_PROBLEM STATEMENT_:
Transcribe, without any alteration, only the lines that begin at the line containing "Each instance of the white van gets" and run to the last line below.

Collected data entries
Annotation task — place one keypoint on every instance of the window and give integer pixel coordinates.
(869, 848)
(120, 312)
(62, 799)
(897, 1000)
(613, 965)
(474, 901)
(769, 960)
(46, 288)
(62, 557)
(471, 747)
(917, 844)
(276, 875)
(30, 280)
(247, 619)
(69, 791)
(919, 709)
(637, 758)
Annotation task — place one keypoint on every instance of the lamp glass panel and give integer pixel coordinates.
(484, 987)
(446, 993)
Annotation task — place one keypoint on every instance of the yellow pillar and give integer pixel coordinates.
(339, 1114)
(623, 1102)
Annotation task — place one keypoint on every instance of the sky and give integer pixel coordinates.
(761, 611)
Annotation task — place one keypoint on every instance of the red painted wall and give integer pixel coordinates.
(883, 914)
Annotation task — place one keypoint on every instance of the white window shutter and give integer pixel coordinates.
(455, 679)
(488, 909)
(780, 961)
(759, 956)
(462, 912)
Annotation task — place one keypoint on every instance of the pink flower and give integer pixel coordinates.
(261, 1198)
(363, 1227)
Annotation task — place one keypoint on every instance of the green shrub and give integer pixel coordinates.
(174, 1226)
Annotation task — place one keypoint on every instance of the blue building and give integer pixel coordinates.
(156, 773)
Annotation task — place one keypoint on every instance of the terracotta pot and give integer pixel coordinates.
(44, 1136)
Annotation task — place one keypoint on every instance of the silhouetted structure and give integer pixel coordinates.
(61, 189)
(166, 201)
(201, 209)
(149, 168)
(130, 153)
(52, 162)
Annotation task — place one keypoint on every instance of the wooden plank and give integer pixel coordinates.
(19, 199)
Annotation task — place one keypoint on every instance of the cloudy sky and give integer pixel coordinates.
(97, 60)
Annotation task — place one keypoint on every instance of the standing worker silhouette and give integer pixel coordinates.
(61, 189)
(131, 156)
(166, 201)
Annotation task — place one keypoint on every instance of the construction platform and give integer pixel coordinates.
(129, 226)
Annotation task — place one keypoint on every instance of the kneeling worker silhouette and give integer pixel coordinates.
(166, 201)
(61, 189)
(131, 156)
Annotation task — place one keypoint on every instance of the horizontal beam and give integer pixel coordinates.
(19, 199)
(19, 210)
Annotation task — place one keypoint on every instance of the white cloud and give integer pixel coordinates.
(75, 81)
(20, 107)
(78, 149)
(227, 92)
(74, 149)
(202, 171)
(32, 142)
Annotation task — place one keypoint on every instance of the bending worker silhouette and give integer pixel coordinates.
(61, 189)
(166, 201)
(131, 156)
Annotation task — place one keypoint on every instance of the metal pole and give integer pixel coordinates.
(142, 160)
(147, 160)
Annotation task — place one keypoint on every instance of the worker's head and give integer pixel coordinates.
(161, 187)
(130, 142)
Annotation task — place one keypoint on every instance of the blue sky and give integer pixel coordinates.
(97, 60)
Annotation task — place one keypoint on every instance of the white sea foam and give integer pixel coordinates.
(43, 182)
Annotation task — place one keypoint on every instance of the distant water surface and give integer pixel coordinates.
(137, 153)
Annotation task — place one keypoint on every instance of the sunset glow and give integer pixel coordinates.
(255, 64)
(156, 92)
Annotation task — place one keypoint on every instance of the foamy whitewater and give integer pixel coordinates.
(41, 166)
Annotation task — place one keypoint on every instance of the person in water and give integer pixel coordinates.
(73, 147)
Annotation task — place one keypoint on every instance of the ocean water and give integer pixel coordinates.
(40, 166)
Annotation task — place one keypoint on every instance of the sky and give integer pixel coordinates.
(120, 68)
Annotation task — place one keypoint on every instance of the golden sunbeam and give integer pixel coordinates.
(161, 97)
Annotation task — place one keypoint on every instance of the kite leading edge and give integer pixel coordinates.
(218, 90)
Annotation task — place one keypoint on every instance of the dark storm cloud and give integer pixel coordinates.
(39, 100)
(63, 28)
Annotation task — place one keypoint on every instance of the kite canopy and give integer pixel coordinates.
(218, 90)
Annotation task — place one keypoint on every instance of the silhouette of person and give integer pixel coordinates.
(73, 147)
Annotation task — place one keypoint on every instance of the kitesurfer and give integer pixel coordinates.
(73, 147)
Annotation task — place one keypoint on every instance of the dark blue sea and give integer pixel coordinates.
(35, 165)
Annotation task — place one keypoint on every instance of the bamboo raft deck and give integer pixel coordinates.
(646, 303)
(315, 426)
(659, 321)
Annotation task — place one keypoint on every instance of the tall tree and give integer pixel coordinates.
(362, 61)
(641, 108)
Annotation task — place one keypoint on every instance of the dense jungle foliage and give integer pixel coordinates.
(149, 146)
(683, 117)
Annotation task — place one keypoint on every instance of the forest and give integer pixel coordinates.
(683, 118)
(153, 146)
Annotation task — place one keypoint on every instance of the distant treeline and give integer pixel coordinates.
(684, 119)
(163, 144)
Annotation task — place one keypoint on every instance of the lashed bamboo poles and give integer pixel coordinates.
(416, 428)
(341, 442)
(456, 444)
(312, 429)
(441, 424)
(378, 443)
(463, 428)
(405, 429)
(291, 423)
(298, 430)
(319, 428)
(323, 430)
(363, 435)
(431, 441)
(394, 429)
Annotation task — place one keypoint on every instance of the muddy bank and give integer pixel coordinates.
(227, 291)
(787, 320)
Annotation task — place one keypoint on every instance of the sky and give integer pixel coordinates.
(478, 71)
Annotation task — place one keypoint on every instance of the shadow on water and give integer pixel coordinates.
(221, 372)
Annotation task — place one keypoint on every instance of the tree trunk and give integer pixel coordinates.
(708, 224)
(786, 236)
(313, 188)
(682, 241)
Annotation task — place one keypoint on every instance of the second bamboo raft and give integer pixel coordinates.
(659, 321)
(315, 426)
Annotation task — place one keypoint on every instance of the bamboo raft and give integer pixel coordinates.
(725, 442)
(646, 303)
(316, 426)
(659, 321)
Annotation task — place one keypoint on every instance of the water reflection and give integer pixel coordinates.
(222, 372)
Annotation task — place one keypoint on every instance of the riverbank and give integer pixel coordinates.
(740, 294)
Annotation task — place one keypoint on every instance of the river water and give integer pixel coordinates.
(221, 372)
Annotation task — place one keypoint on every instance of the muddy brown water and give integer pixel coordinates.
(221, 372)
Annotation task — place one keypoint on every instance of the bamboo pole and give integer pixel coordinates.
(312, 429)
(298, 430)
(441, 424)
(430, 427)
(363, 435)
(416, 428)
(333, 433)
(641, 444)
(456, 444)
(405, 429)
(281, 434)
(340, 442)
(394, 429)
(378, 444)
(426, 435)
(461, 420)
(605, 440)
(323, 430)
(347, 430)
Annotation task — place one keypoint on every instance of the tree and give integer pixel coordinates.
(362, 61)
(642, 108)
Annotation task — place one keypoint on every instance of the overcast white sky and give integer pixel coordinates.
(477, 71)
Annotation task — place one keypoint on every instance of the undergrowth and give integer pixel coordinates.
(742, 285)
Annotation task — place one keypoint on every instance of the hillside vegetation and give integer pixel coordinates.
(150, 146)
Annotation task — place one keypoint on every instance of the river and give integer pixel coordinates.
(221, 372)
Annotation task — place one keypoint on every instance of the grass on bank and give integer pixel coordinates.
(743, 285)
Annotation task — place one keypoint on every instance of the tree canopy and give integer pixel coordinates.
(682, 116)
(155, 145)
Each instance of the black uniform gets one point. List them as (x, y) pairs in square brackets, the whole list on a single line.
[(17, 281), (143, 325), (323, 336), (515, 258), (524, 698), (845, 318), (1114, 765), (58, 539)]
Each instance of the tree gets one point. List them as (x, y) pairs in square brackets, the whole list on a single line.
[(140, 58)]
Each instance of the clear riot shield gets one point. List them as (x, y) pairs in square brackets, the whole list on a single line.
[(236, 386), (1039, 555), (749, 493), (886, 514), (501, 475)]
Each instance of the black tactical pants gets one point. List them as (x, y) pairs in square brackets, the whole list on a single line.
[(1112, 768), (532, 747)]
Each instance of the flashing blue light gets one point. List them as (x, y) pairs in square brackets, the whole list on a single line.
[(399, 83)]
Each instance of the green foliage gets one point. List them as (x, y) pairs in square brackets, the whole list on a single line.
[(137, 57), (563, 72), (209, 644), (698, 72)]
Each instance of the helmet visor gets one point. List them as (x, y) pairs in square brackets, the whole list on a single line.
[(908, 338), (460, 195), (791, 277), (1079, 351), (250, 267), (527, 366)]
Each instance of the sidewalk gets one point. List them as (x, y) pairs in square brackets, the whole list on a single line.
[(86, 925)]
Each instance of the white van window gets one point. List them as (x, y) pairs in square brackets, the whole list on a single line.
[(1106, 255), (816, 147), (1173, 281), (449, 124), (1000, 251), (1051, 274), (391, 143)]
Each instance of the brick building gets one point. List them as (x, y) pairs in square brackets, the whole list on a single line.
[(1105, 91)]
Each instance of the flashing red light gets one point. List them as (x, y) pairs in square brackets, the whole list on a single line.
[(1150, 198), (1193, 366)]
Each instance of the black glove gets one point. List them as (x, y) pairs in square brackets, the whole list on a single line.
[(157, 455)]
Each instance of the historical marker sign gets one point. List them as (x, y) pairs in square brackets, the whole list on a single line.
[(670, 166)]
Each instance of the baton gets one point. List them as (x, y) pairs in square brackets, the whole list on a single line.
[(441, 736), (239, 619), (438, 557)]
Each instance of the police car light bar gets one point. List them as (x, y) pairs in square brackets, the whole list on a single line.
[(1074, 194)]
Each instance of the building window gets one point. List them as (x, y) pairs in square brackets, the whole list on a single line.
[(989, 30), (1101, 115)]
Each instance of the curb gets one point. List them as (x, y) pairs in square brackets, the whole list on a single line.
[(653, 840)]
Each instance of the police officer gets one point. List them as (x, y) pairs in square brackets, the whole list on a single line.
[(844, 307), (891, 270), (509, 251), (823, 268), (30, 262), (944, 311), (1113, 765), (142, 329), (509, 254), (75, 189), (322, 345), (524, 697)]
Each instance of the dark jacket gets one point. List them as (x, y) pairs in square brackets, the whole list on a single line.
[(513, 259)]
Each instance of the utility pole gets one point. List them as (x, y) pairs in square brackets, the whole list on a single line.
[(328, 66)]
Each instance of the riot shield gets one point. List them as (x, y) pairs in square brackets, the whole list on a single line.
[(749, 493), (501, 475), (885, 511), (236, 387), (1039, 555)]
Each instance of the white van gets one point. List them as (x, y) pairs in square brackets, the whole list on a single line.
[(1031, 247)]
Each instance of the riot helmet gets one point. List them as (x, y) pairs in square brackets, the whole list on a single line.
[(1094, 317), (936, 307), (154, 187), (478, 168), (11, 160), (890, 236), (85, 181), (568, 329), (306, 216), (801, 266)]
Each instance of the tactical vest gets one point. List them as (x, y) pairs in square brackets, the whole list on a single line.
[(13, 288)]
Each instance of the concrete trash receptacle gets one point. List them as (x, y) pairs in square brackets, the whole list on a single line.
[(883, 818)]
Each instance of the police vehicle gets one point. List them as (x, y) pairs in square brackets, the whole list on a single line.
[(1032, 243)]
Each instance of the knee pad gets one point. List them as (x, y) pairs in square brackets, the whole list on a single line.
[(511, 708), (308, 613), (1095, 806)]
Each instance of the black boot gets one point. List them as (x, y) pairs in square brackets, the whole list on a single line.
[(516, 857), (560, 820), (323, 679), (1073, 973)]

_SOLUTION FOR THIS EXERCISE_:
Each instance of the white van gets one point. List them as (x, y) pairs in square brackets, the whole list on a single line.
[(1031, 247)]
Each instance of the riot helmet gets one point. List them as (x, y) pairs in square brackets, the whole list on a single line.
[(1094, 317), (936, 307), (154, 187), (478, 168), (11, 160), (890, 236), (85, 181), (568, 329), (306, 216), (801, 266)]
Each instance of the tactical vest gets one point. List them as (x, y) pairs in square brackets, the whole list on a single line.
[(13, 288)]
Each instance of the concrete trash receptacle gets one point. List them as (x, y) pairs in square brackets, the whole list on a single line.
[(883, 818)]
Each instance of the police vehicle gets one point. List them as (x, y) pairs in square brackets, the whole list on a single line.
[(1032, 243)]
Each instance of the knee pad gets one point. List them as (x, y) pairs in square brackets, the whole list on a single line.
[(511, 708), (308, 613), (1095, 806)]
Each instance of the black boot gets one point. List them as (x, y) pairs in square brackets, the whole list on a single line.
[(516, 857), (560, 820), (323, 679), (1073, 973)]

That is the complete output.